> COMPITO 1:
Riscrivi in forma di elenco puntato il paragrafo del testo su Marisa Mariani che inizia con "Dai pomeriggi all’oratorio di Cristo Re". Mantieni i fatti principali.
> COMPITO 2:
Ripeti senza alcuna modifica il passo del testo su Marisa Mariani da "Dai pomeriggi all’oratorio" fino a "il suo percorso?" compreso.
----- SEZIONE DI TESTO
Dai pomeriggi all’oratorio di Cristo Re sono passati più di 20 anni, determinata e studiosa, ex studentessa del liceo Vico, classe 1983 Marisa Mariani è ora una ricercatrice affermata e mamma di una bella bambina. Camice bianco e campioni da analizzare, uno di quelli che siamo soliti chiamare cervelli in fuga, lontana dall’Italia dai tempi del dottorato. Per impegni di lavoro non riesce a torna spesso a Sulmona e anche se ha sposato il mood, il metodo Usa non può fare a meno del buon cibo italiano ma sul lavoro, abnegazione e opportunità da saper cogliere
Prima dell’affaccio sui grattacieli di New York era una studentessa, qual è stato il suo percorso?
----------
----- I DATI
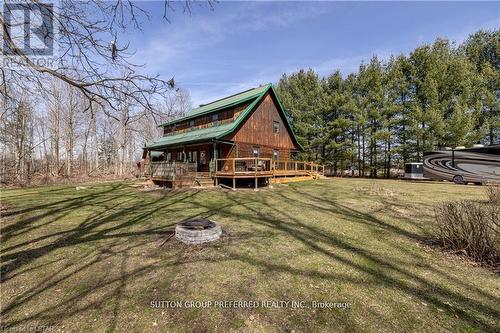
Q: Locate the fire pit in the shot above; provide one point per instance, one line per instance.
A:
(197, 231)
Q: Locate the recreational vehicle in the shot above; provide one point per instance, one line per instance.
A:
(479, 164)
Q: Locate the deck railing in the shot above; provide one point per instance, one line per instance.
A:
(244, 166)
(171, 170)
(264, 167)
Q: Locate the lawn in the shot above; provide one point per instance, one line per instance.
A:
(91, 260)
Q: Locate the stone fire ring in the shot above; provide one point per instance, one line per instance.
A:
(197, 231)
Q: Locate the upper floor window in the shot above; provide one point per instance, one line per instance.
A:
(276, 127)
(256, 151)
(276, 154)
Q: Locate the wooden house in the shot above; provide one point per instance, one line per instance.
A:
(243, 136)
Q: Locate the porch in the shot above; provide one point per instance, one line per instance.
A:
(232, 169)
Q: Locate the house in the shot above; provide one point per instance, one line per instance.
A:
(243, 136)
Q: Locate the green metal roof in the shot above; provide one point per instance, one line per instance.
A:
(220, 131)
(220, 104)
(191, 136)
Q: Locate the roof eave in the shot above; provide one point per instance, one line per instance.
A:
(175, 121)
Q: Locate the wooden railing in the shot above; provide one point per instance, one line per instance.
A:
(288, 167)
(248, 166)
(245, 166)
(171, 170)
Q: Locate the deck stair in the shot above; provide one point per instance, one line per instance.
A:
(203, 179)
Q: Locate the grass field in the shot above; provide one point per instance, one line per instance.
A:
(90, 260)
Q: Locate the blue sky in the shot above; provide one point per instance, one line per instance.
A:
(239, 45)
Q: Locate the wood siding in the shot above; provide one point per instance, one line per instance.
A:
(258, 130)
(225, 116)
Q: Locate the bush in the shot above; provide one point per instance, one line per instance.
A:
(471, 228)
(493, 193)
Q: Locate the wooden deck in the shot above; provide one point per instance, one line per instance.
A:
(278, 171)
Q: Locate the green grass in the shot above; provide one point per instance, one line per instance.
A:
(90, 260)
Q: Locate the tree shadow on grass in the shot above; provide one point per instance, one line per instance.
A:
(123, 226)
(320, 241)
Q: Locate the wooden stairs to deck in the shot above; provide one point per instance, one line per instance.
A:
(203, 179)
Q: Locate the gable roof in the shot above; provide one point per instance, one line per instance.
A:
(220, 104)
(220, 131)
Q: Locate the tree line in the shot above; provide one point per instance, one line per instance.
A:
(390, 112)
(54, 135)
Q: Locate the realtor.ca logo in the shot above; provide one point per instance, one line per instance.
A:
(28, 28)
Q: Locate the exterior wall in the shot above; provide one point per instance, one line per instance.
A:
(258, 131)
(224, 150)
(224, 116)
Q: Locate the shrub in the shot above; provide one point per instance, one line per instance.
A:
(493, 193)
(471, 228)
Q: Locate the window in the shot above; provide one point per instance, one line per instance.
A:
(276, 127)
(276, 154)
(256, 151)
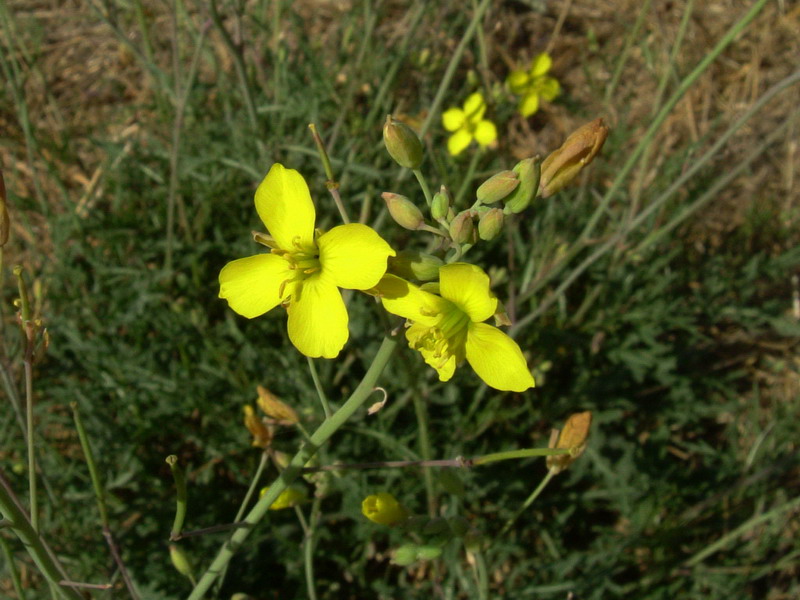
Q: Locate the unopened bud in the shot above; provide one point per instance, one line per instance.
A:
(490, 224)
(462, 230)
(383, 509)
(409, 264)
(402, 143)
(579, 149)
(497, 187)
(440, 204)
(403, 211)
(573, 438)
(527, 171)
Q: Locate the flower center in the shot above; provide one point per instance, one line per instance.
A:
(302, 261)
(445, 339)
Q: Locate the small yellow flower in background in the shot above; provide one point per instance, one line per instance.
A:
(291, 496)
(275, 408)
(534, 84)
(448, 327)
(468, 124)
(305, 267)
(262, 436)
(383, 509)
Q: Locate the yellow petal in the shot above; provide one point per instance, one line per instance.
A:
(317, 318)
(284, 204)
(458, 142)
(251, 285)
(497, 359)
(518, 82)
(467, 286)
(541, 65)
(548, 88)
(453, 119)
(406, 300)
(353, 256)
(485, 133)
(475, 106)
(529, 104)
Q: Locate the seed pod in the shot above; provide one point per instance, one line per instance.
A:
(403, 211)
(497, 187)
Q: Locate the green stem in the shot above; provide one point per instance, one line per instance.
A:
(323, 399)
(306, 452)
(41, 554)
(12, 568)
(423, 183)
(647, 139)
(425, 450)
(180, 496)
(528, 502)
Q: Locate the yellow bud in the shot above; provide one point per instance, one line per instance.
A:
(491, 224)
(262, 436)
(573, 438)
(462, 229)
(497, 187)
(579, 149)
(402, 143)
(291, 496)
(274, 408)
(403, 211)
(409, 264)
(383, 509)
(527, 171)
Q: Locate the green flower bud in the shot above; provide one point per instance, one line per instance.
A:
(180, 561)
(383, 509)
(579, 149)
(462, 230)
(528, 174)
(403, 211)
(497, 187)
(440, 204)
(490, 224)
(402, 143)
(410, 264)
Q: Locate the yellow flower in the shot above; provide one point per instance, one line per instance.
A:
(291, 496)
(383, 509)
(534, 84)
(448, 327)
(468, 124)
(305, 267)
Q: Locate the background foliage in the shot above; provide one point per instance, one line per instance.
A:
(133, 136)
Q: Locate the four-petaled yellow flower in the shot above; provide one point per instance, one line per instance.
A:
(534, 84)
(305, 267)
(448, 327)
(468, 124)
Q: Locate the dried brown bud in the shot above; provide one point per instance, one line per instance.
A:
(563, 165)
(572, 438)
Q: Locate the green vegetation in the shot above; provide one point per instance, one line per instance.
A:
(655, 292)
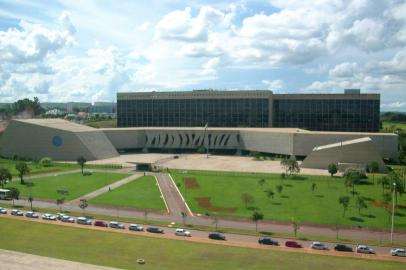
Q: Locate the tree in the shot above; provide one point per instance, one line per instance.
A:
(184, 216)
(373, 167)
(22, 169)
(256, 216)
(247, 199)
(83, 204)
(270, 193)
(332, 169)
(290, 165)
(14, 194)
(279, 189)
(361, 204)
(296, 226)
(60, 202)
(81, 162)
(344, 201)
(5, 176)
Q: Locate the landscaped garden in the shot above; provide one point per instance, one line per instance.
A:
(307, 199)
(76, 185)
(121, 250)
(140, 193)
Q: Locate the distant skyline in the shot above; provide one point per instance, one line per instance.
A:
(87, 51)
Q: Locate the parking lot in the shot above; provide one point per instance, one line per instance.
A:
(382, 253)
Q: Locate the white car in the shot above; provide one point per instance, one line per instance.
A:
(365, 249)
(49, 217)
(318, 246)
(66, 218)
(398, 252)
(182, 232)
(84, 221)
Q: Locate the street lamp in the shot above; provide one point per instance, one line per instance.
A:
(393, 212)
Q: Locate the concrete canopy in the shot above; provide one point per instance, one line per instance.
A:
(55, 138)
(352, 153)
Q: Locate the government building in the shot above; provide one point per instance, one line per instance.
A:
(350, 111)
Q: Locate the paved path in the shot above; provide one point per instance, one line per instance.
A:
(105, 189)
(173, 199)
(12, 260)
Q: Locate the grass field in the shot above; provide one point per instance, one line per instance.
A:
(295, 201)
(140, 193)
(77, 185)
(36, 168)
(122, 250)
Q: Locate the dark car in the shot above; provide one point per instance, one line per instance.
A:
(154, 230)
(293, 244)
(217, 236)
(268, 241)
(343, 248)
(100, 223)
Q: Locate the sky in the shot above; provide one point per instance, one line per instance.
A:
(64, 50)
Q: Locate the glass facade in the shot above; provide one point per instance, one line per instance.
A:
(361, 115)
(217, 112)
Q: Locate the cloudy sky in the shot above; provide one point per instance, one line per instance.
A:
(88, 50)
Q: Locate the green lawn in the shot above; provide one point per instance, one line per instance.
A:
(36, 168)
(140, 193)
(295, 201)
(77, 185)
(122, 250)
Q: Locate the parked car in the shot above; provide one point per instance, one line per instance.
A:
(268, 241)
(318, 246)
(31, 214)
(16, 212)
(135, 227)
(84, 221)
(365, 249)
(100, 223)
(49, 217)
(217, 236)
(293, 244)
(116, 225)
(154, 230)
(398, 252)
(182, 232)
(343, 248)
(66, 218)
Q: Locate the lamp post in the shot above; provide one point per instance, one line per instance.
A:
(393, 213)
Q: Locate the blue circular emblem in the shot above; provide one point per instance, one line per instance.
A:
(57, 141)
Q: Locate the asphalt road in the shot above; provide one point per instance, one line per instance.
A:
(382, 253)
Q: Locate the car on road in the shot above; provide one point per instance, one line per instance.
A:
(268, 241)
(49, 217)
(116, 225)
(217, 236)
(343, 248)
(365, 249)
(135, 227)
(100, 223)
(31, 214)
(154, 230)
(293, 244)
(398, 252)
(16, 212)
(66, 218)
(182, 232)
(84, 221)
(318, 246)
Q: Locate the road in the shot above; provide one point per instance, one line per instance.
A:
(232, 240)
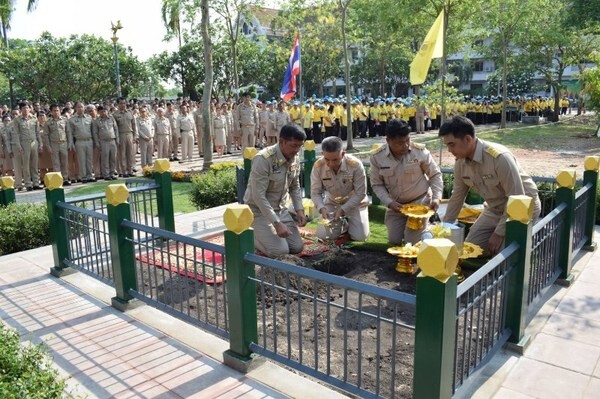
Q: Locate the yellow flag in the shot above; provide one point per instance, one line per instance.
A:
(432, 47)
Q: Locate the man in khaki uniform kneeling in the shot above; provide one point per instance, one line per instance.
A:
(273, 179)
(341, 177)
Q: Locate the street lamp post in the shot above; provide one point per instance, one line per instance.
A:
(114, 38)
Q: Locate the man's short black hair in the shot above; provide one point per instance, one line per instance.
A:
(397, 128)
(332, 144)
(291, 131)
(458, 126)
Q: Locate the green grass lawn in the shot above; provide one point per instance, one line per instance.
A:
(549, 137)
(181, 193)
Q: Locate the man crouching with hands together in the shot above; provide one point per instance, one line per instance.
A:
(403, 172)
(275, 177)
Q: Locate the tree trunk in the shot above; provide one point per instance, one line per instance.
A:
(208, 86)
(350, 137)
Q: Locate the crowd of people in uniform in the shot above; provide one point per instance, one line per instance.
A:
(101, 140)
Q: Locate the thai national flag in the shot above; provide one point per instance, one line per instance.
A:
(289, 82)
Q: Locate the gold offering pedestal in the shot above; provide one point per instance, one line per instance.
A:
(406, 257)
(469, 250)
(417, 215)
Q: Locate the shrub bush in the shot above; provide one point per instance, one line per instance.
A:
(22, 227)
(214, 188)
(26, 370)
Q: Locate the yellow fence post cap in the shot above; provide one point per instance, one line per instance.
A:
(238, 218)
(592, 163)
(53, 180)
(162, 165)
(117, 194)
(250, 153)
(7, 182)
(310, 145)
(438, 258)
(566, 178)
(520, 208)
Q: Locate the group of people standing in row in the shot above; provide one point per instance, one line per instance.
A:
(402, 172)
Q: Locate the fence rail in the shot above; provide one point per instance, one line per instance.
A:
(181, 275)
(350, 334)
(481, 314)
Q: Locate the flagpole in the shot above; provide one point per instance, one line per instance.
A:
(300, 63)
(444, 57)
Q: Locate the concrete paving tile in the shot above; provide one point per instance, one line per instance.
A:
(504, 393)
(575, 328)
(565, 353)
(542, 380)
(592, 391)
(583, 299)
(590, 274)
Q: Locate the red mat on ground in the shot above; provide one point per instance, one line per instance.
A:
(205, 266)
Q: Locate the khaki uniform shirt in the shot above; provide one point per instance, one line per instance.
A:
(80, 127)
(25, 130)
(125, 121)
(493, 173)
(273, 179)
(247, 115)
(105, 129)
(56, 130)
(185, 123)
(347, 187)
(406, 178)
(162, 126)
(145, 127)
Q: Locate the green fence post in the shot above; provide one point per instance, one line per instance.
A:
(164, 195)
(565, 192)
(241, 291)
(518, 229)
(435, 327)
(58, 228)
(121, 248)
(249, 154)
(590, 175)
(309, 157)
(7, 192)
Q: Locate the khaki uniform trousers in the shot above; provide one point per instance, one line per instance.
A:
(358, 223)
(18, 166)
(125, 152)
(85, 154)
(396, 224)
(59, 159)
(30, 162)
(187, 145)
(163, 144)
(268, 242)
(108, 157)
(146, 151)
(486, 224)
(248, 136)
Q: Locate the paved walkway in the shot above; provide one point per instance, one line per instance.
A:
(563, 358)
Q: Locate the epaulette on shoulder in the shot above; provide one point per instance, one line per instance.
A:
(494, 152)
(377, 150)
(352, 162)
(267, 152)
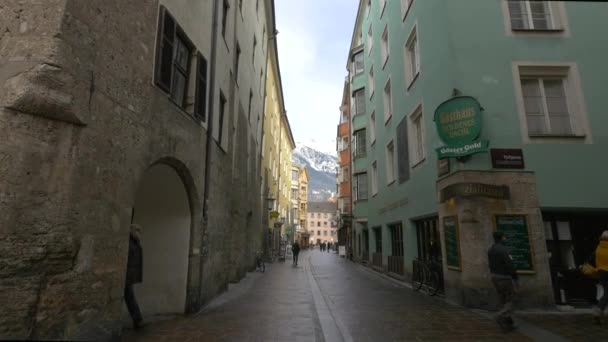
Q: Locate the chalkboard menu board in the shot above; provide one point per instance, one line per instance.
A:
(515, 229)
(452, 242)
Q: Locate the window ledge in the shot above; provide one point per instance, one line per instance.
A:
(385, 62)
(560, 30)
(416, 164)
(411, 84)
(387, 120)
(557, 136)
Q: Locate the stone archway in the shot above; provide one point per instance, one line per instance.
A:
(162, 208)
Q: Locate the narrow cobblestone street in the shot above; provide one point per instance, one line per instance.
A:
(328, 298)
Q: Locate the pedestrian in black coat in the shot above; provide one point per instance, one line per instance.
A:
(134, 274)
(295, 249)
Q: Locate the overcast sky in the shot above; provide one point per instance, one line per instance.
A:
(314, 38)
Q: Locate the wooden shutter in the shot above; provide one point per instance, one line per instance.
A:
(403, 158)
(201, 88)
(164, 57)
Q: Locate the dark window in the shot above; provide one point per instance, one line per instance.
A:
(403, 158)
(359, 102)
(236, 64)
(378, 239)
(396, 239)
(201, 88)
(226, 8)
(359, 140)
(249, 108)
(221, 118)
(360, 186)
(358, 63)
(173, 59)
(164, 58)
(255, 45)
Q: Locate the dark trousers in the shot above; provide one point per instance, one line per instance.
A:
(132, 304)
(603, 302)
(295, 258)
(506, 293)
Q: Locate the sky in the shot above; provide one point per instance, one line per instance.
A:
(313, 42)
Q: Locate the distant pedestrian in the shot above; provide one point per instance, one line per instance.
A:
(504, 278)
(599, 259)
(295, 248)
(134, 274)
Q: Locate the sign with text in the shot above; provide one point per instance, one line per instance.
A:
(507, 158)
(458, 123)
(474, 190)
(515, 229)
(452, 242)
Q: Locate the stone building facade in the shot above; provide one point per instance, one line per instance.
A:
(105, 108)
(536, 96)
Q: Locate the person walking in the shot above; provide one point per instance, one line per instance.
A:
(504, 278)
(295, 249)
(134, 274)
(599, 259)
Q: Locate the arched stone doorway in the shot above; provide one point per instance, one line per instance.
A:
(162, 209)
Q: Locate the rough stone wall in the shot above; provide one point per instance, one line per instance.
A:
(81, 122)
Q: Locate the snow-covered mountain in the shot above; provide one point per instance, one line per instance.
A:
(322, 169)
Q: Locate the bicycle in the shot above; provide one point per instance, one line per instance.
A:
(425, 277)
(259, 262)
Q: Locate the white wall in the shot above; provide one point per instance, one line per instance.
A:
(162, 209)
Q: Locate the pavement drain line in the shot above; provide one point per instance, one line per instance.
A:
(333, 328)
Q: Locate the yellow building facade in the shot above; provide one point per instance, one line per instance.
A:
(277, 145)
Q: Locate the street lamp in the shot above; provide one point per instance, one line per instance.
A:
(270, 201)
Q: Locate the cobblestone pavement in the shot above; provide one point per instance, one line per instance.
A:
(328, 298)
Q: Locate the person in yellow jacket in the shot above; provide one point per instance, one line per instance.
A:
(600, 261)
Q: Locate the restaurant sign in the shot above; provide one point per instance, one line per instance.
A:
(458, 123)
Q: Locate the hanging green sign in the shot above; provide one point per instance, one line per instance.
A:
(515, 229)
(452, 242)
(458, 123)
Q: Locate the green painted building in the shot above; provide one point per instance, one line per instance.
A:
(537, 70)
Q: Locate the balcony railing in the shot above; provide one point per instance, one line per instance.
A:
(395, 265)
(377, 260)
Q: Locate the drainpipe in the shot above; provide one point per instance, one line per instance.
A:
(211, 102)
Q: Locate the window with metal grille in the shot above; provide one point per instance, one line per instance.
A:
(546, 106)
(396, 239)
(173, 59)
(359, 141)
(532, 15)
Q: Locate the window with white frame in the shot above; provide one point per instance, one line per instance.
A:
(370, 82)
(412, 58)
(533, 15)
(358, 63)
(390, 162)
(388, 101)
(417, 136)
(370, 40)
(546, 105)
(359, 141)
(360, 186)
(384, 46)
(405, 6)
(359, 102)
(374, 178)
(372, 127)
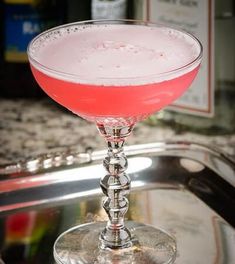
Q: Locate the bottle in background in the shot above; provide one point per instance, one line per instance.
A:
(109, 9)
(21, 21)
(208, 106)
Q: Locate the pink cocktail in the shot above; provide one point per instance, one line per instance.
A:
(115, 73)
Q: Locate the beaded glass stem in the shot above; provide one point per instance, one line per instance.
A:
(115, 185)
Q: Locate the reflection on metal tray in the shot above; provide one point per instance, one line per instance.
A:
(185, 188)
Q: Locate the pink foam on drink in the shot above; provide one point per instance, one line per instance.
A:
(115, 70)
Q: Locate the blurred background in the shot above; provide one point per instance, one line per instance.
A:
(32, 124)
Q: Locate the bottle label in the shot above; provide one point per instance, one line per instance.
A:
(115, 9)
(197, 18)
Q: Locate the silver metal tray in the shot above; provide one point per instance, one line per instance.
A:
(184, 188)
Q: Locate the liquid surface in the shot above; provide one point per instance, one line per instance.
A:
(115, 54)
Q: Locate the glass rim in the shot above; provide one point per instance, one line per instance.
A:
(76, 77)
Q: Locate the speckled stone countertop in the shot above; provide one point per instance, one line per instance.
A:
(33, 127)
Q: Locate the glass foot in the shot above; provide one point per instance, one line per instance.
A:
(79, 245)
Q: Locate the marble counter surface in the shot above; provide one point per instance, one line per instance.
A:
(32, 127)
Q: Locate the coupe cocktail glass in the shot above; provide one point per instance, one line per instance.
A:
(114, 73)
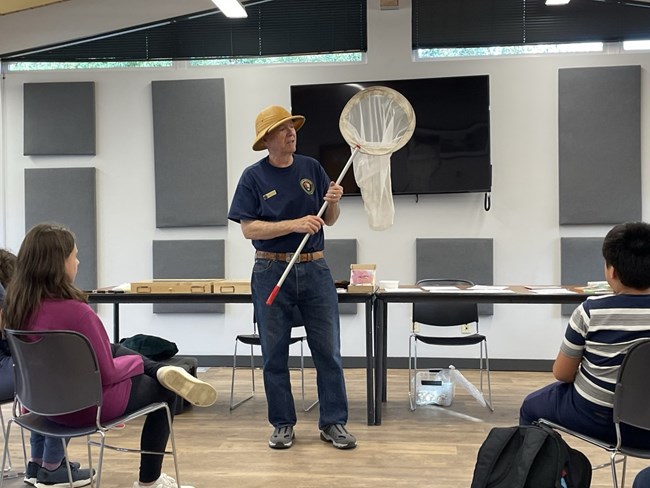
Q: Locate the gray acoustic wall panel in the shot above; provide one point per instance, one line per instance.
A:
(66, 196)
(340, 254)
(599, 144)
(188, 259)
(59, 118)
(581, 261)
(469, 259)
(189, 131)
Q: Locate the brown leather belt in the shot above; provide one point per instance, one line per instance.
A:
(287, 256)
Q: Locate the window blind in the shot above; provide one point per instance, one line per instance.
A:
(482, 23)
(274, 28)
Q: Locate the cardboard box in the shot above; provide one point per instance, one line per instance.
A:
(172, 286)
(363, 274)
(239, 287)
(361, 288)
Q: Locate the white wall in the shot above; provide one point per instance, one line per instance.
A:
(523, 220)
----------
> LA TUA RISPOSTA 1:
- Marisa Mariani è nata nel 1983 e ha studiato al liceo Vico.
- Più di 20 anni fa passava i pomeriggi all’oratorio di Cristo Re.
- Oggi è una ricercatrice affermata e mamma di una bambina.
- Vive lontana dall’Italia dai tempi del dottorato, come uno dei cosiddetti cervelli in fuga.
- Per impegni di lavoro torna di rado a Sulmona.
- Ha adottato il metodo statunitense, ma non rinuncia al buon cibo italiano.
- Nel lavoro contano abnegazione e opportunità da saper cogliere.

> LA TUA RISPOSTA 2:
Dai pomeriggi all’oratorio di Cristo Re sono passati più di 20 anni, determinata e studiosa, ex studentessa del liceo Vico, classe 1983 Marisa Mariani è ora una ricercatrice affermata e mamma di una bella bambina. Camice bianco e campioni da analizzare, uno di quelli che siamo soliti chiamare cervelli in fuga, lontana dall’Italia dai tempi del dottorato. Per impegni di lavoro non riesce a torna spesso a Sulmona e anche se ha sposato il mood, il metodo Usa non può fare a meno del buon cibo italiano ma sul lavoro, abnegazione e opportunità da saper cogliere
Prima dell’affaccio sui grattacieli di New York era una studentessa, qual è stato il suo percorso?